Muscle system of Buldowskia suifunica glochidia at different stages of development. Muscles were detected by phalloidin staining (yellow). The muscular structures are represented together with the alpha-tubulin-immunopositive sensory system of larvae (magenta) (a, d, g) and DAPI (blue) or separate muscles (b, e, h) or tubulin (c, f, i) in immature larvae (a–c), in intermediate stage of larvae (d–f) and mature glochidia (g–i). The smooth larval adductor muscle is located in the central part of the glochidia, and larval anterior and posterior muscles are located on the edges of the shell. Muscle bundles appear close to the smooth larval adductor muscle. Abbreviations: am adductor muscle; anm anterior muscle; hc hair cells; n neurites; h hook; pm posterior muscle. Scale bars 40 μm.
FMRFamide-lir larval structure in glochidia
At the early stages of B. suifunica glochidia development, we did not detect FMRFamide-immunopositive structures (data not shown). At the intermediate stage of glochidial development, antibodies to FMRFamide revealed basal neurons, processes and anterior cells (Fig. 9a–c). Neurites radiate from the smaller paired basal cells to the central ciliated cells (Fig. 9d–f). From the larger basal cell, a short process connects to the first small anterior cell (Fig. 9e, f), and from it on the opposite side is also a process connecting to the second anterior cell lying near the cilia cells (Fig. 9f, g). In addition, FMRFamide immunoreactivity is shown by lateral neurites near the lateral pit (Fig. 9c). This means that the lateral pit is innervated by FMRFamide immunopositive processes extending from the basal neurons.

→ **The data**:
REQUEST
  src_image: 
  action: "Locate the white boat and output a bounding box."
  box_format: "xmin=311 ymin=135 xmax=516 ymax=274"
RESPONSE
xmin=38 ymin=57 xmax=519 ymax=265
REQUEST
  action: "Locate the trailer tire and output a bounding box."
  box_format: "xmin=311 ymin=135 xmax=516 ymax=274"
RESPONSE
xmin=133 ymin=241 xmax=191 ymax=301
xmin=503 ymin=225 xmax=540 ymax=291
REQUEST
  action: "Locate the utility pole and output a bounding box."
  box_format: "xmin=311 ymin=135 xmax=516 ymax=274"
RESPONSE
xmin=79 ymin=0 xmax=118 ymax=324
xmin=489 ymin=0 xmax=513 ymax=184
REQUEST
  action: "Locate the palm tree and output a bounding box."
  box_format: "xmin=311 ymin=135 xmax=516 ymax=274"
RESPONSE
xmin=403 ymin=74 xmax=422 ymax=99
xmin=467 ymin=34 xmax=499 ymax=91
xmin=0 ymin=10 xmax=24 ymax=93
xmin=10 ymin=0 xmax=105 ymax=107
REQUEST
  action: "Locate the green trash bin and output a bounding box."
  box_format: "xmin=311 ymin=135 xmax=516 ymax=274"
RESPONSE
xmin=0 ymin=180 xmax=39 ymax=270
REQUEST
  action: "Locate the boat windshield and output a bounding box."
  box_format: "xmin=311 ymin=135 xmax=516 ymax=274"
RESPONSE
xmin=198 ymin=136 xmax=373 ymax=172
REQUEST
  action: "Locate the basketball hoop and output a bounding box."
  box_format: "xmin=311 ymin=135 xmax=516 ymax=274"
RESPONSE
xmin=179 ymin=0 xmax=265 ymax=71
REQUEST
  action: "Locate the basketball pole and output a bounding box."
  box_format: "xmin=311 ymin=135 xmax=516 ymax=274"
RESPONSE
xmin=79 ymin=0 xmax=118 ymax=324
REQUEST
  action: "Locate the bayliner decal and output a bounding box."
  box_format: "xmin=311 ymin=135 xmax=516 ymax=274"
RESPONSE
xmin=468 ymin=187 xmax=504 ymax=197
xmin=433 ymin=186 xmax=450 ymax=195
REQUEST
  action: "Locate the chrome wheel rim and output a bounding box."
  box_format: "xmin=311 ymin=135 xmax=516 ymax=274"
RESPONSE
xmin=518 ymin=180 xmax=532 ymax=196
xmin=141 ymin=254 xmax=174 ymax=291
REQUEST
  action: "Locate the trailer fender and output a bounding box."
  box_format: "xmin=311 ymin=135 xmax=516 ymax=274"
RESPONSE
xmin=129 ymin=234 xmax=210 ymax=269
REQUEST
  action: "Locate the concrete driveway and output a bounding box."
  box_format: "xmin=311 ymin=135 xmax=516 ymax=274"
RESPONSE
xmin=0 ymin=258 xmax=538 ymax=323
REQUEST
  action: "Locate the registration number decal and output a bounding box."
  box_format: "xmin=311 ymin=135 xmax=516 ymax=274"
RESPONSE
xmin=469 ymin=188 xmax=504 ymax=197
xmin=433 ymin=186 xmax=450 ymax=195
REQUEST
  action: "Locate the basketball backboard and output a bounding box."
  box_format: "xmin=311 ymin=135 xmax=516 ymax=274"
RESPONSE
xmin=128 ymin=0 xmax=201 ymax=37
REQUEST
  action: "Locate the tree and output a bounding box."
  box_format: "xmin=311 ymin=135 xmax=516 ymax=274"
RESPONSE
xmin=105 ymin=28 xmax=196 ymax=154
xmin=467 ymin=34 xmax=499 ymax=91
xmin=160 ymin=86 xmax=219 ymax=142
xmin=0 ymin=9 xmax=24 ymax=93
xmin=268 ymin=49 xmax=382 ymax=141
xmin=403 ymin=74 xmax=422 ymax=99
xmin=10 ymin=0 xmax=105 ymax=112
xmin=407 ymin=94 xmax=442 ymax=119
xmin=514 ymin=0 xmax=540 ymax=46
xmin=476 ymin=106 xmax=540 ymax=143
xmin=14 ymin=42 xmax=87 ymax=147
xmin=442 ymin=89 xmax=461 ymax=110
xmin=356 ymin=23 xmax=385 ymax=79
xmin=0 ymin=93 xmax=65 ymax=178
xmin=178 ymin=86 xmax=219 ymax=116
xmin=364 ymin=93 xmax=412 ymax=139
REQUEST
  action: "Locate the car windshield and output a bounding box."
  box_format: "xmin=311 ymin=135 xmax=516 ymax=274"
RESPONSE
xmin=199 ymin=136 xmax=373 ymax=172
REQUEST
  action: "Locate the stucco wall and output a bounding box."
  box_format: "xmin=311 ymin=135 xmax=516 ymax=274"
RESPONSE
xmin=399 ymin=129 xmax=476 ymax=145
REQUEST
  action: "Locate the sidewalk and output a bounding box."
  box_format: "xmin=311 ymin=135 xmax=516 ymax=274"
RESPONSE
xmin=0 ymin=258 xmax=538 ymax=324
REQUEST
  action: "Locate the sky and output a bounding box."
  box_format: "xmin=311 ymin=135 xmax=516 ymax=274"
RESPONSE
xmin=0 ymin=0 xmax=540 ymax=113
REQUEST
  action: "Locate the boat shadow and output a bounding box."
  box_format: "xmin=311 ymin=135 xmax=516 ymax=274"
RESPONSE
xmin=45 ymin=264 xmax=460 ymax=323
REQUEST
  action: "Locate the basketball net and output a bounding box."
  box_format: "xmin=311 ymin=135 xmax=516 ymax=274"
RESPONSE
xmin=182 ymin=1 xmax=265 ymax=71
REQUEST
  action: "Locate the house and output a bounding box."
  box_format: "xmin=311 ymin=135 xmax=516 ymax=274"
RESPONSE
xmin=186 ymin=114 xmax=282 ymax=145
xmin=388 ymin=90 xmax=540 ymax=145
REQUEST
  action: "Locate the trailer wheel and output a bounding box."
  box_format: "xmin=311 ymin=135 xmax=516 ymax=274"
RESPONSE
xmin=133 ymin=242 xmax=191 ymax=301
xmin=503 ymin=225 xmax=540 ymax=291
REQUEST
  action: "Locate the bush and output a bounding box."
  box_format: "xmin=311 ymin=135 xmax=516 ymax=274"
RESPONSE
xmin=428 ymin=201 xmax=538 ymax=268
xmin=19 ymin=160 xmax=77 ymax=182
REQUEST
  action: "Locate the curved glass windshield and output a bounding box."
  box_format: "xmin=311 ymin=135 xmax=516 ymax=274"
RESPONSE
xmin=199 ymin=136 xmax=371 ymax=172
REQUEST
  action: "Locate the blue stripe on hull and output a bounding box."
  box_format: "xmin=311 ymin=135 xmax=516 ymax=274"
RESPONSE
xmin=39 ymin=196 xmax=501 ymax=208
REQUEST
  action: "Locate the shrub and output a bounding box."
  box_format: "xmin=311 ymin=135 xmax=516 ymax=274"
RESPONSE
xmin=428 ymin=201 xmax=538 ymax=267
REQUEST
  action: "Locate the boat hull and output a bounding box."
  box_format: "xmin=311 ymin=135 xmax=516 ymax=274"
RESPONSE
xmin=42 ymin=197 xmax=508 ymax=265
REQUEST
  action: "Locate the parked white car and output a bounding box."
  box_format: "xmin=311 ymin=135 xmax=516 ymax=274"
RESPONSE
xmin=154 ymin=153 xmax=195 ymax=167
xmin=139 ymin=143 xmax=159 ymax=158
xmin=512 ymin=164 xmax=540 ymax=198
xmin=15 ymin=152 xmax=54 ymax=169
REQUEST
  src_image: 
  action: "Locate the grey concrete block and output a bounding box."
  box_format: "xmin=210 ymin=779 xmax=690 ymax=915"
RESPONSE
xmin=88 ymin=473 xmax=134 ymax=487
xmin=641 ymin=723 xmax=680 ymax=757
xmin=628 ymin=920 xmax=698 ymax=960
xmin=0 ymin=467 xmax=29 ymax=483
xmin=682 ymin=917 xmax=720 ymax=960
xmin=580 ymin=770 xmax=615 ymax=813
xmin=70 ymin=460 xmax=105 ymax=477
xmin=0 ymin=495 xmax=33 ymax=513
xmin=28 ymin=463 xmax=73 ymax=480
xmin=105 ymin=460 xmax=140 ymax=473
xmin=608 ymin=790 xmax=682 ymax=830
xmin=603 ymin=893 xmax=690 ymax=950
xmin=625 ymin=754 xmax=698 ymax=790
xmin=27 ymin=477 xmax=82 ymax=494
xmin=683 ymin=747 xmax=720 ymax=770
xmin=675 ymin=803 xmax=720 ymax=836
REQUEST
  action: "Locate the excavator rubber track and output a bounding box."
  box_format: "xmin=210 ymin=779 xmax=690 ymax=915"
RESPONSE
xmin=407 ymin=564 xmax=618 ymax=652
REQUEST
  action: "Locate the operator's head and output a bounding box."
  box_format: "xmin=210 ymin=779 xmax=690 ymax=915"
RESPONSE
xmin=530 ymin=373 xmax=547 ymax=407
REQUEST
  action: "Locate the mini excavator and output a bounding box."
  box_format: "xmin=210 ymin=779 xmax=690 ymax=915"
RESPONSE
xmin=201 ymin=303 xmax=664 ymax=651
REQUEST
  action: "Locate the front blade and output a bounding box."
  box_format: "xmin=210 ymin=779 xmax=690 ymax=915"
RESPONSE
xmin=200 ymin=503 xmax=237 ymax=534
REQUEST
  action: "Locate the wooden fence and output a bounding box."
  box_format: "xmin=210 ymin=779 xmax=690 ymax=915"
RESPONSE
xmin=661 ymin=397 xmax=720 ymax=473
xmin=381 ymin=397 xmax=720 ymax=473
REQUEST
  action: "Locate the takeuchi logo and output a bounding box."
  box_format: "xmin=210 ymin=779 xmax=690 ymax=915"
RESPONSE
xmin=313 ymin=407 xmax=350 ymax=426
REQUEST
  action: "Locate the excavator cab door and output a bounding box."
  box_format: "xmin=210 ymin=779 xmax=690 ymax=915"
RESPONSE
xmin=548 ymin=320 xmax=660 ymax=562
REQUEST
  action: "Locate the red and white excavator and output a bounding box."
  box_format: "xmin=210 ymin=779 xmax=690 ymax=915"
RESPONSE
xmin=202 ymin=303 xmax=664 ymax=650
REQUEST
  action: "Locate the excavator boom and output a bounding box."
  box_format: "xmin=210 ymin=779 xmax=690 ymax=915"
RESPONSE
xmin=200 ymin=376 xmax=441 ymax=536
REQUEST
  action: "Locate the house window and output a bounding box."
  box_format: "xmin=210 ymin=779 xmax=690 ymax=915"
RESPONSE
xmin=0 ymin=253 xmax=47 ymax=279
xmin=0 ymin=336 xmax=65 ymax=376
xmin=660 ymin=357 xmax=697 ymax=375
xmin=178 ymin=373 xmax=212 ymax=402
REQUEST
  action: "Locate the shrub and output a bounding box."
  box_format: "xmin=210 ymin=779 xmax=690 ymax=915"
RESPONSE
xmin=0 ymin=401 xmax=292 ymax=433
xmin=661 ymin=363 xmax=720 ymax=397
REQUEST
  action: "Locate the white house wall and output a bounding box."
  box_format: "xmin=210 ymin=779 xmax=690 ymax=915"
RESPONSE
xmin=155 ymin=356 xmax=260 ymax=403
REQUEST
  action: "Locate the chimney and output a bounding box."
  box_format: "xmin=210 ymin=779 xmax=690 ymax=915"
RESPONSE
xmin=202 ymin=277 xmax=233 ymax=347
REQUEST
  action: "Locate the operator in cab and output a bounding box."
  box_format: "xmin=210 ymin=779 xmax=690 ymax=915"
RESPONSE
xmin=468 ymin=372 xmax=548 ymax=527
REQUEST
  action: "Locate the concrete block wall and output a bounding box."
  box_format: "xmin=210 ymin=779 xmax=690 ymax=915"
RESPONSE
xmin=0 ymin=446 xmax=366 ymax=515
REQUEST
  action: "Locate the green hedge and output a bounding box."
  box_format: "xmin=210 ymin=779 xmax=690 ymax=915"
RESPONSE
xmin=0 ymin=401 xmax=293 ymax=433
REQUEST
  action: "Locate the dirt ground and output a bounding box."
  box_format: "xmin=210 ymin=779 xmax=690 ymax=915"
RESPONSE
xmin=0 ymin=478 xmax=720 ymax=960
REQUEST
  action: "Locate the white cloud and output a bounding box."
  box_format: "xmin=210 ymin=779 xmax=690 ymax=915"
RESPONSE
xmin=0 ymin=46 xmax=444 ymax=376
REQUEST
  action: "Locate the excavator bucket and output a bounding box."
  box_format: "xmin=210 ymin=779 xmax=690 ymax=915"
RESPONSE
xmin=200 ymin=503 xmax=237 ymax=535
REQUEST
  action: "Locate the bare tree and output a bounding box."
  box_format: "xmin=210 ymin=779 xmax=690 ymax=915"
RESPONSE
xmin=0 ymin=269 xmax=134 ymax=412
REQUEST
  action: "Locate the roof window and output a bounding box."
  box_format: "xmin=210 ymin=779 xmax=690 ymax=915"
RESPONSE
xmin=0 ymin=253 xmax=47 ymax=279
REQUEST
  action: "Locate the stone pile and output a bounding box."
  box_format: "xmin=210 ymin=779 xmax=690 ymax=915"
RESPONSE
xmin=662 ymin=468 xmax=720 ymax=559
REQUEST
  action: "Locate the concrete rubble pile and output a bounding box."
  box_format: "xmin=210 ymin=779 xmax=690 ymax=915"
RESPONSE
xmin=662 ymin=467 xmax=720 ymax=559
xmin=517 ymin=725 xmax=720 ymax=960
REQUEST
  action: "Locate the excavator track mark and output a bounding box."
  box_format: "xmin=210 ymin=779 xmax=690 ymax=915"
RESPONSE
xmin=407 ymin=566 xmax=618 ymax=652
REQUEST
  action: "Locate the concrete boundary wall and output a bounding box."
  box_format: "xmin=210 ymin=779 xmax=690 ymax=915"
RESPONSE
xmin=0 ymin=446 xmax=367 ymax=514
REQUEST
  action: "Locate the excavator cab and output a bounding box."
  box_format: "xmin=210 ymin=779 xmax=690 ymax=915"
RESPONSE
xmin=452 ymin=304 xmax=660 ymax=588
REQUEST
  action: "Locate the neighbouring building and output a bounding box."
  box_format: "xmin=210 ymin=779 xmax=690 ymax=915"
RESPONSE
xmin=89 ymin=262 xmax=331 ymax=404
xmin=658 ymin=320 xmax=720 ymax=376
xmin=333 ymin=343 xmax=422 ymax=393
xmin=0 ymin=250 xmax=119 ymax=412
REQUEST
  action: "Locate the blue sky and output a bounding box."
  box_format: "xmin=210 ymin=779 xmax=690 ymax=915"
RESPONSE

→ **Problem to solve**:
Reproduce the glochidia text from above word for word, from its first line to its last.

→ **Expected answer**:
Muscle system of Buldowskia suifunica glochidia at different stages of development. Muscles were detected by phalloidin staining (yellow). The muscular structures are represented together with the alpha-tubulin-immunopositive sensory system of larvae (magenta) (a, d, g) and DAPI (blue) or separate muscles (b, e, h) or tubulin (c, f, i) in immature larvae (a–c), in intermediate stage of larvae (d–f) and mature glochidia (g–i). The smooth larval adductor muscle is located in the central part of the glochidia, and larval anterior and posterior muscles are located on the edges of the shell. Muscle bundles appear close to the smooth larval adductor muscle. Abbreviations: am adductor muscle; anm anterior muscle; hc hair cells; n neurites; h hook; pm posterior muscle. Scale bars 40 μm.
FMRFamide-lir larval structure in glochidia
At the early stages of B. suifunica glochidia development, we did not detect FMRFamide-immunopositive structures (data not shown). At the intermediate stage of glochidial development, antibodies to FMRFamide revealed basal neurons, processes and anterior cells (Fig. 9a–c). Neurites radiate from the smaller paired basal cells to the central ciliated cells (Fig. 9d–f). From the larger basal cell, a short process connects to the first small anterior cell (Fig. 9e, f), and from it on the opposite side is also a process connecting to the second anterior cell lying near the cilia cells (Fig. 9f, g). In addition, FMRFamide immunoreactivity is shown by lateral neurites near the lateral pit (Fig. 9c). This means that the lateral pit is innervated by FMRFamide immunopositive processes extending from the basal neurons.